◆ The task:
Reproduce the records below word for word, starting at the line that contains "-- sample [302,35]." and ending at the final line of the records.

---+---

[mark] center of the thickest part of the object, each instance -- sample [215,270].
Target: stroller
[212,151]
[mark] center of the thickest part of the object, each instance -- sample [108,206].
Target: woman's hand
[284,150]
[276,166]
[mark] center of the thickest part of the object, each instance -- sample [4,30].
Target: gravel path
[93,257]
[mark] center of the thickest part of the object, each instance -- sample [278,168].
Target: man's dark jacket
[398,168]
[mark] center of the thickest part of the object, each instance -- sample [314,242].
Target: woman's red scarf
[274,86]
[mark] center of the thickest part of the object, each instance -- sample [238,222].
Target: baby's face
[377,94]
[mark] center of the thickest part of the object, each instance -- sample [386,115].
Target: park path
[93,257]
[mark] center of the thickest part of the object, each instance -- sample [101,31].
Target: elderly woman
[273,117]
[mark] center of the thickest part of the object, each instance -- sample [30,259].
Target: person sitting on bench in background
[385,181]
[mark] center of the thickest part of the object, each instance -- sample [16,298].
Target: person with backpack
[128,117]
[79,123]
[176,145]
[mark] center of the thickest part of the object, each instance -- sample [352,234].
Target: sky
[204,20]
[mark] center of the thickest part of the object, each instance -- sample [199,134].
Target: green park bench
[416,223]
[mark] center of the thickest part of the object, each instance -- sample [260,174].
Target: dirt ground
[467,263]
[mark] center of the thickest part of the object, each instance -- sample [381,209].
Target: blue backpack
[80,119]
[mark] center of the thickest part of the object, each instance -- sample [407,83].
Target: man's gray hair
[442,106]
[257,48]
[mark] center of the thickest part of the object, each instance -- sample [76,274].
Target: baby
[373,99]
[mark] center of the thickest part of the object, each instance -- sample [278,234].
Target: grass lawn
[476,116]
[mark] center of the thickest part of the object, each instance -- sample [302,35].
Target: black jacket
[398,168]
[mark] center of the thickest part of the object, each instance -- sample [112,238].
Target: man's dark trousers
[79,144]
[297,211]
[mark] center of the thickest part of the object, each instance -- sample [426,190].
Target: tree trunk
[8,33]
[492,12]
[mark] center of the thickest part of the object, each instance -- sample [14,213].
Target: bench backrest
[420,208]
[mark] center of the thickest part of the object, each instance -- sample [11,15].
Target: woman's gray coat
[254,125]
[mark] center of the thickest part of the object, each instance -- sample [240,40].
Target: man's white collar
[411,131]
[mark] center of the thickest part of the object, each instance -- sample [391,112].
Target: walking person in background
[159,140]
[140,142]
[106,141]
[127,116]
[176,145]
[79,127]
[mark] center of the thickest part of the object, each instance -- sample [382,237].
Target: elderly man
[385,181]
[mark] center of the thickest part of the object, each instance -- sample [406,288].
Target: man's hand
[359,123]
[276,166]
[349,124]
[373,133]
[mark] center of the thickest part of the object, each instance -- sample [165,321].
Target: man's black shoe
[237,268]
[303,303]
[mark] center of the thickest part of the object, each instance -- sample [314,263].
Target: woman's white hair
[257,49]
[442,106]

---+---

◆ Exercise output:
[mark] center of the thickest part of the object, each instance -- sample [302,35].
Target: black jacket
[398,168]
[mark] center of the thickest part of the object, each instance -- sample [112,238].
Target: man's dark trousers
[79,144]
[297,211]
[mark] center of the thickest part of the object, each instance -- sample [426,190].
Target: tree trunk
[8,33]
[492,12]
[mark] center of the thickest part of the object, each instance -- sample [14,213].
Target: bench backrest
[420,208]
[mark] center of the thickest part of the object, each instance -- sample [11,15].
Target: woman's gray coat
[254,125]
[mark] center of the thickest part of the object, each instance -- sample [240,40].
Target: man's white collar
[411,131]
[mark] center of the thickest part of the object, each instance -- sample [391,112].
Target: walking person in background
[159,140]
[140,142]
[106,141]
[127,116]
[176,145]
[79,127]
[mark] center of the thickest part of the object, each instance -- sample [382,237].
Target: elderly man
[385,181]
[mark] center of the thickest part of the object, each instance -- sample [406,288].
Target: man's hand
[359,123]
[276,166]
[349,124]
[373,133]
[mark] center of the thickest part of the object, each instance -- sample [165,321].
Target: man's black shoe
[237,268]
[303,303]
[mark] center of the thickest part of the object, each instance -- sample [314,263].
Target: woman's white hair
[257,49]
[442,106]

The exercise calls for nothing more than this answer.